• _Short problem_: Put the lines from the one containing "of the woman" through the end of the rows, inclusive, into a numbered list, skipping blank lines. Leave any pictures out of your answer.

[Labeled region records]

* start *

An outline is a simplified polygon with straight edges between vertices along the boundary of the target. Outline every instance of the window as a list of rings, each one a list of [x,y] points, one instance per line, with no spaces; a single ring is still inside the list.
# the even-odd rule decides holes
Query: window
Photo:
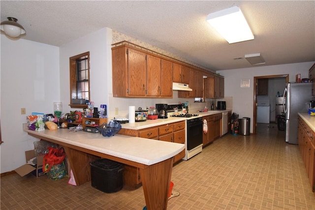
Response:
[[[70,58],[70,94],[71,108],[86,108],[90,101],[90,52]]]

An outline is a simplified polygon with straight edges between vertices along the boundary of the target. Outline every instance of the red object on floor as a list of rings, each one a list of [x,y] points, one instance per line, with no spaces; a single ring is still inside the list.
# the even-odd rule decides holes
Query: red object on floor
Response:
[[[173,190],[173,187],[174,186],[174,183],[171,181],[169,183],[169,188],[168,189],[168,198],[172,195],[172,191]]]

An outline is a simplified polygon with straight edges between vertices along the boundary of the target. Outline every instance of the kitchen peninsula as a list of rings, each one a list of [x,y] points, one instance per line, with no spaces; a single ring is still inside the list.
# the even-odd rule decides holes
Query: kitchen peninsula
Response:
[[[25,126],[24,130],[64,148],[77,185],[91,180],[91,162],[109,159],[140,169],[147,209],[167,209],[173,157],[184,145],[121,135],[105,137],[67,129],[32,131]]]

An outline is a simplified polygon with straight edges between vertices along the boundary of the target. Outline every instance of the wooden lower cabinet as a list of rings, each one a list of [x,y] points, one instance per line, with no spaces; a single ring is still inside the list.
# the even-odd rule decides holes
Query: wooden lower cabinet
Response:
[[[173,122],[163,125],[132,130],[122,128],[119,134],[146,139],[185,144],[185,121]],[[185,156],[185,150],[174,157],[174,163],[179,162]],[[124,184],[127,187],[136,189],[141,185],[141,178],[138,168],[125,165],[124,172]]]
[[[298,143],[312,190],[315,193],[315,132],[299,117]]]
[[[222,133],[222,114],[209,115],[202,118],[202,120],[207,120],[208,132],[203,133],[203,147],[204,147],[218,139]]]

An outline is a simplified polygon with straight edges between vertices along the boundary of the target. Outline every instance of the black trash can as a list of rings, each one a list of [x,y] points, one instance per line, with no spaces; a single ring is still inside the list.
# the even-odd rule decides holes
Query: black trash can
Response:
[[[285,130],[285,117],[283,115],[278,115],[278,129],[279,130]]]
[[[244,136],[250,135],[251,129],[251,119],[250,118],[243,118],[239,119],[238,126],[239,134]]]
[[[99,159],[90,164],[93,187],[107,193],[118,192],[123,188],[123,164],[108,159]]]

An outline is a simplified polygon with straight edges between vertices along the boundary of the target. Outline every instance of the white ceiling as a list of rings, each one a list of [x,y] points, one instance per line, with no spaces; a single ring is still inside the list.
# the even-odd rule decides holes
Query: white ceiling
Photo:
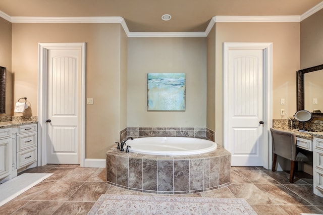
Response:
[[[0,0],[10,17],[121,17],[130,32],[203,32],[217,16],[301,16],[321,0]],[[172,18],[162,20],[165,14]]]

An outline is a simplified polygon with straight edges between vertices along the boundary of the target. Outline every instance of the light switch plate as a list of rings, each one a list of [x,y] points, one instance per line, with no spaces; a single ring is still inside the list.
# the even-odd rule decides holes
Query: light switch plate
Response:
[[[87,104],[93,104],[93,98],[87,98],[86,99],[86,103]]]

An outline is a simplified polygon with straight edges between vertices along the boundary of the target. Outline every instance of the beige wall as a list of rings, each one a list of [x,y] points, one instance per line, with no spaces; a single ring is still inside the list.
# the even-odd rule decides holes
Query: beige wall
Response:
[[[323,64],[323,10],[301,22],[300,68]]]
[[[206,127],[216,130],[216,27],[207,35]]]
[[[128,127],[205,127],[206,39],[129,38]],[[147,111],[148,73],[185,73],[186,111]]]
[[[13,77],[11,70],[11,30],[12,24],[0,18],[0,66],[7,68],[6,89],[6,114],[0,116],[12,115]]]
[[[86,43],[86,94],[94,103],[86,106],[86,158],[104,158],[104,152],[119,141],[119,116],[125,113],[121,100],[125,99],[120,87],[127,69],[120,53],[127,41],[121,29],[119,24],[13,24],[14,98],[27,97],[31,106],[26,115],[37,115],[38,43]]]
[[[223,144],[223,43],[273,43],[273,118],[281,119],[281,109],[290,117],[296,110],[300,23],[218,23],[216,26],[216,142]],[[281,98],[285,98],[285,105],[280,105]]]

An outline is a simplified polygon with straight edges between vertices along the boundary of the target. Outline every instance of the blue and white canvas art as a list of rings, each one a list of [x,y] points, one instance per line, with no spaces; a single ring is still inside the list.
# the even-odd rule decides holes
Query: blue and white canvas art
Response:
[[[185,110],[185,73],[148,73],[148,111]]]

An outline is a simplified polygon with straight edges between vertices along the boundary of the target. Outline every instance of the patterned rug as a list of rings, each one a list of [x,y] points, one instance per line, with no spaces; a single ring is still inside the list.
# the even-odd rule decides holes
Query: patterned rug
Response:
[[[241,198],[102,194],[88,214],[256,214]]]

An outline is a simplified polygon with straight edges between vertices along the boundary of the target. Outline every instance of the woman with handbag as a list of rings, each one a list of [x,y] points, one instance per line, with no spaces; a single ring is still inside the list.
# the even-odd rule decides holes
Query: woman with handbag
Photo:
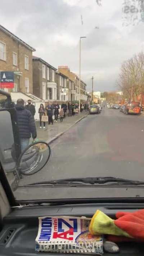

* end *

• _Solution_:
1. An outline is a simplified polygon with straight edges between vertices along the boundary of the target. Outline every instance of the woman with handbag as a list of rings, each one a list of [x,y] points, one instance per line, with no spaces; a single ring is still inside the list.
2. # the even-odd rule decides holes
3. Query: woman with handbag
4. Photo:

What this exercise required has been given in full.